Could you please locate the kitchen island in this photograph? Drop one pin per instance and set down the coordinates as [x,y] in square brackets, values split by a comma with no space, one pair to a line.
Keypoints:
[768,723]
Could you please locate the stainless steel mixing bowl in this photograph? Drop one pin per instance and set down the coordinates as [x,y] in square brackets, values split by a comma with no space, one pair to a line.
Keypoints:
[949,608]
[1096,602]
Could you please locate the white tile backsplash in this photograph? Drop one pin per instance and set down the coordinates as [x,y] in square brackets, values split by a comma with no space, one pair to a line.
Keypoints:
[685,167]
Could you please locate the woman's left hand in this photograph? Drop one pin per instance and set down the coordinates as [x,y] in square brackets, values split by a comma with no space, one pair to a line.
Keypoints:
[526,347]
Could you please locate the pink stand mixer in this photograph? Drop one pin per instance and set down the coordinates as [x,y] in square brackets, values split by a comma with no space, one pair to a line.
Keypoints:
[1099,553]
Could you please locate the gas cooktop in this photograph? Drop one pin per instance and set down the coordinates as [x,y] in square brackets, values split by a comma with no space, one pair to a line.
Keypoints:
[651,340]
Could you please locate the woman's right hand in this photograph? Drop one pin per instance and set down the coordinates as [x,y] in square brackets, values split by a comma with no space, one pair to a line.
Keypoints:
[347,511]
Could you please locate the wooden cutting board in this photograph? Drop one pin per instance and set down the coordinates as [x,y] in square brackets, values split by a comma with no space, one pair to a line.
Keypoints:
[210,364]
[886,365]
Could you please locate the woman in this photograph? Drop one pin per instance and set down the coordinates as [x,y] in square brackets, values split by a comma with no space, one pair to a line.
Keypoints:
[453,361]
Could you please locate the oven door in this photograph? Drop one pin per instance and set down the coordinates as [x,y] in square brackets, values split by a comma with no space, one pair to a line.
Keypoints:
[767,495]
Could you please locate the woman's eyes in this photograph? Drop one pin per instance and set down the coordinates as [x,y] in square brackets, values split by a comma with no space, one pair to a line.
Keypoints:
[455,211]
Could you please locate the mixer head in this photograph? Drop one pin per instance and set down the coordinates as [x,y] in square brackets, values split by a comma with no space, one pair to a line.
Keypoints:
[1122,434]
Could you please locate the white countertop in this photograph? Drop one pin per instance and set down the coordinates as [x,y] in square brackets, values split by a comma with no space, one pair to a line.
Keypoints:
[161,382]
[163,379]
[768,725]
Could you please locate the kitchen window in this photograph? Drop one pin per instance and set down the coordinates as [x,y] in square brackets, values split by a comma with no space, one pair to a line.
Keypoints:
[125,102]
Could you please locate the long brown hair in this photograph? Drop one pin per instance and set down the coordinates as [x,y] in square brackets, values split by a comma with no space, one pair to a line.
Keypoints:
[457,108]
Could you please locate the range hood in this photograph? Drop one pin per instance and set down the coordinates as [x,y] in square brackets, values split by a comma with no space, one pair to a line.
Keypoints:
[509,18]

**EXERCISE OBJECTIVE**
Print the whole listing again, exactly.

**ANSWER FOR THIS EXERCISE**
Could you please locate the kitchen island in this photograph? Drop one pin per instance and set down the coordinates as [x,y] in square brackets, values split by a comma with no space, one pair to a line.
Keypoints:
[768,723]
Could you please locate the stainless steel mixing bowl in this photograph? Drop one pin per instance and set down the coordinates as [x,y] in square brackets, values split by a comma with no space, one pair to a line.
Keypoints:
[949,608]
[1096,602]
Could you please locate the white tile backsplash in this photograph? Drop one pin per instance and set down the coordinates as [x,y] in square brackets, values split by a comma with no space, one pair to a line.
Keypoints:
[685,167]
Could you please locate the woman's left hand in this photograph? Drop one pin per instance and set down the coordinates as [x,y] in square brackets, values split by a comma with no space, one pair to a line.
Keypoints:
[526,347]
Could you please locate the pink stand mixer in this photograph? Drop one pin per instance and set down the coordinates as [x,y] in square brackets, values split by a comma with no space, one pair to a line.
Keypoints:
[1099,553]
Could you please locate the gas cooktop in this photograph? Drop one pin per instance and set down the coordinates as [x,y] in square brackets, values split by a comma with no space, one pair to a line.
Keypoints:
[651,340]
Could you please locate the woman's right hand in this photograph? Drop one pin per instance and set down the coordinates as [x,y] in square brackets, values split by a comma with no space, one pair to a line.
Keypoints:
[347,511]
Could you please locate the wooden cutting board in this photograph? Drop one pin per instance and set down the coordinates as [x,y] in square brackets, values split by a comma with no space, one pair to a line.
Keypoints:
[210,364]
[886,365]
Could you please locate the woman in this photograph? Drop one pin per instance and set down the coordinates as [x,y] in square brackets, values split by a comma with no space, one pair to a line.
Keypoints:
[453,361]
Could you please locate the oven door in this photograph? Drop one pin per instance and set down the coordinates as [x,y] in square brackets, values split by a comma with no space, one pair to a line.
Keypoints:
[767,495]
Could you please locate the woman's eyes in this photograph? Drop one pin per instance and set down the coordinates as [x,y] in square brackets, values split by a comma with no space, one pair to a line.
Keypoints:
[455,211]
Could you please locate the mixer head in this photograph? Drop one pin per instance and set down the coordinates as [x,y] in square brackets, values split by a comma with no space, one pair to a line.
Keypoints:
[1122,434]
Could you please locate the white countertop in this photograph? Drop one pin per instance and set down the coordinates as [x,y] in square brackets, values split by a comma with no space, one pair to a line.
Keypoints:
[161,382]
[163,379]
[768,725]
Could you please locate the kitchen window in this photograph? Drop one pin per instance and set down the coordinates as [x,y] in square brackets, values split by a comma with no space, one pair to a line.
Keypoints:
[125,102]
Could you please locate the long brown hair in this photograph? Drop one pin per instance and set down the coordinates as [x,y] in square brackets, values split by a comma with no space, one pair to a line.
Keypoints:
[457,108]
Could you please locate the range hood in this photograph? Drop one pin per instance and set down the coordinates as [x,y] in square brackets, values split by a comma with no space, one pair to a line.
Keypoints:
[509,18]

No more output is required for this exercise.